Texte fourni:
"""
Le coût du retrait de l’économie française en Russie
La France est le troisième investisseur étranger en Russie, derrière l’Allemagne et le Royaume-Uni, rappelle le consultant en stratégie-finance Michel Noiry dans une tribune au « Monde ». Il estime qu’un départ ne pourrait se faire qu’au prix d’une « casse monumentale ».
Tribune.
Depuis la disparition de l’Union soviétique, même si le cadre juridique est instable, la Russie présente les caractéristiques d’une économie libérale, plutôt ouverte aux investissements étrangers. Telle que définie par les lois de 1999 et de 2008, la liberté d’établissement est, en règle générale, garantie. La prise de participation majoritaire au capital d’une entreprise locale est autorisée.
Seules demeurent des obligations de déclaration auprès de la Banque de Russie, ainsi que des demandes d’autorisation spécifiques auprès de la commission de contrôle des investissements étrangers, nécessaires pour les investissements étrangers dans certains secteurs stratégiques comme les ressources naturelles, l’énergie, les transports, les communications et l’industrie de défense.
Par ailleurs, une loi de 2015 limite la propriété étrangère des médias russes à 20 %. Les flux d’investissements étrangers en Russie sont très significatifs. Ils ont atteint un sommet de 68 milliards d’euros en 2008 pour se stabiliser autour de 30 milliards d’euros par an (par comparaison, la France attire en moyenne environ 25 milliards d’euros par an). Plombés par la crise sanitaire, ils ont chuté de 95 % en 2020, à 1,4 milliard d’euros, contre 29 milliards d’euros en 2019.
Le stock d’investissements étrangers en Russie était de 441 milliards d’euros en 2017. A cette époque, la France était le troisième investisseur étranger, derrière l’Allemagne et le Royaume-Uni. A noter que les positions s’équilibrent presque si l’on considère que, pour sa part, la Russie investit également à l’étranger (36,8 milliards d’euros en 2017) et détient un stock d’investissements de l’ordre de 380 milliards d’euros (valeur 2017).
"""
Travail demandé:
**a.** Indiquez si chacune des affirmations suivantes concorde avec la tribune sur les investissements étrangers en Russie, en répondant par oui ou non et en citant les mots du texte qui tranchent. (i) Une loi de 2015 plafonne à 20 % la propriété étrangère des médias russes. (ii) Les flux d'investissements étrangers en Russie ont atteint leur point le plus haut en 2019. (iii) La prise de participation majoritaire au capital d'une entreprise locale est interdite aux étrangers.
**b.** Répondez aux questions suivantes à partir de la tribune sur les investissements étrangers en Russie.
(i) Derrière quels pays la France se classe-t-elle parmi les investisseurs étrangers en Russie ?
(ii) Quel était le stock d'investissements étrangers en Russie en 2017 ?
(iii) À quel montant les flux d'investissements étrangers en Russie sont-ils tombés en 2020 ?
**c.** Poursuivez la tribune sur les investissements étrangers en Russie après sa dernière phrase.

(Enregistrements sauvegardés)
"""
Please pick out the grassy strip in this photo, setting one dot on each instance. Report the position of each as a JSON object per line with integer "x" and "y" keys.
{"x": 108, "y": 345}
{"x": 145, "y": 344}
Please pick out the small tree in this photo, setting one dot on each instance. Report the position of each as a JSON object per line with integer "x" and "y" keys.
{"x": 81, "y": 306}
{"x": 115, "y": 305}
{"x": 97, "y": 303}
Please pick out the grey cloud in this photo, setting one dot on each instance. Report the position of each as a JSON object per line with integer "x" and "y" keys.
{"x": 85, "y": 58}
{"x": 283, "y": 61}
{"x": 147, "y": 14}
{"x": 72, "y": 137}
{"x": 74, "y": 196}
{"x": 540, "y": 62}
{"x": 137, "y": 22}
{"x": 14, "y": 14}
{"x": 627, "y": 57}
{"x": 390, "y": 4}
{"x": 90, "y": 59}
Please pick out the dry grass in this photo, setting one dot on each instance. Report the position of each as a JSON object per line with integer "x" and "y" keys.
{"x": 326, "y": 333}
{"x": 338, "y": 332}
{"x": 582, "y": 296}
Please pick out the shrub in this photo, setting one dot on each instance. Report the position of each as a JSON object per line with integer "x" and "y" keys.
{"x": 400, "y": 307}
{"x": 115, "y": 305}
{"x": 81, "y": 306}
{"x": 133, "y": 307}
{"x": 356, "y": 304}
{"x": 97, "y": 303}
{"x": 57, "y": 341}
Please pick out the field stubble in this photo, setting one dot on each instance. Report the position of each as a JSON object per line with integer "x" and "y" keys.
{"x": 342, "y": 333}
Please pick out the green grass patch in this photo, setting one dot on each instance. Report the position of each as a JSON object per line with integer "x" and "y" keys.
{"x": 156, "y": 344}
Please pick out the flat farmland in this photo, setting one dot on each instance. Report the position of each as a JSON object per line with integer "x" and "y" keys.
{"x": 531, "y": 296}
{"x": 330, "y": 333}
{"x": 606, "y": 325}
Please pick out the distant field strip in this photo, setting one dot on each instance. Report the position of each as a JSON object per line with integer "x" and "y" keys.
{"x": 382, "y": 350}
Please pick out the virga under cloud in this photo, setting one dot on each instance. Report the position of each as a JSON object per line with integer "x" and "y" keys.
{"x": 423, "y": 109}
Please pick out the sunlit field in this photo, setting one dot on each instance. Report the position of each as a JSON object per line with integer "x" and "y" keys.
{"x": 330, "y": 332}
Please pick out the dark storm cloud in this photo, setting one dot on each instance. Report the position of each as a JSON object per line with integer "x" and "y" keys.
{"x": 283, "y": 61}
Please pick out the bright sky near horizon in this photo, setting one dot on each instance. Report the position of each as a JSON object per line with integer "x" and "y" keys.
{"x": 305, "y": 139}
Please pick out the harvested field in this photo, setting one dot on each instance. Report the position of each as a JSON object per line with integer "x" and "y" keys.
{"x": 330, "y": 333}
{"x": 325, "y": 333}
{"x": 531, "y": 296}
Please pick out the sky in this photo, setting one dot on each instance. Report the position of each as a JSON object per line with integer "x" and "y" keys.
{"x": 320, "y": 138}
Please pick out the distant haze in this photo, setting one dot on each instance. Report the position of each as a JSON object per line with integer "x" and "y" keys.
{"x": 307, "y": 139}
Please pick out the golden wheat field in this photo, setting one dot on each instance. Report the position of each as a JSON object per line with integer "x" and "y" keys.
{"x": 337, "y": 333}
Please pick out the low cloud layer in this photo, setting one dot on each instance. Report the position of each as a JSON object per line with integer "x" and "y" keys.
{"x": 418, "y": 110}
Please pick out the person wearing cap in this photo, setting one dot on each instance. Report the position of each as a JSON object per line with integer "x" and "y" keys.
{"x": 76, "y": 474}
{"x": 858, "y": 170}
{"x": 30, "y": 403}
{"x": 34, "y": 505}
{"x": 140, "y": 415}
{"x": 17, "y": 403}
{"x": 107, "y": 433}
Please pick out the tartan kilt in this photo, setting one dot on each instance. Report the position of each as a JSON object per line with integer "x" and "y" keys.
"""
Réponses ci-dessous:
**a.**
(i) Oui : « une loi de 2015 limite la propriété étrangère des médias russes à 20 % ».
(ii) Non : « Ils ont atteint un sommet de 68 milliards d’euros en 2008 ».
(iii) Non : « La prise de participation majoritaire au capital d’une entreprise locale est autorisée. »

**b.**
(i) L'Allemagne et le Royaume-Uni.
(ii) 441 milliards d'euros.
(iii) 1,4 milliard d'euros.

**c.**
Selon le ministère de l’économie, plus de 500 entreprises françaises (dont 35 groupes du CAC 40) opèrent en Russie. En 2020, malgré le COVID, les exportations françaises vers la Russie ont atteint 5,2 milliards d’euros, faisant de la Russie le septième marché extérieur de la France, hors Union européenne.
Parmi les grands noms de l’économie française présents en Russie, on note des sociétés comme Auchan (39 000 employés, 277 magasins), Leroy Merlin (35 000 employés, 107 magasins, 1,3 milliard d’euros d’investissements), Danone (9 000 employés, 15 usines, 2,5 milliards d’euros d’investissements), Saint-Gobain (2 000 employés, 9 sites de production, 0,5 milliard d’euros d’investissement), LVMH (4 000 employés, 140 magasins), Société générale (2,1 milliards d’euros d’investissement, une filiale, Rosbank, dont les activités représentent, en 2021, 2,8 % du produit net bancaire et 2,7 % du résultat net de la banque), Schneider Electric (8 000 employés, 5 usines, 1 milliard d’euros d’investissements) et Total (9 milliards d’euros d’investissements, 1 usine de production et plusieurs participations dans des grands projets d’infrastructure).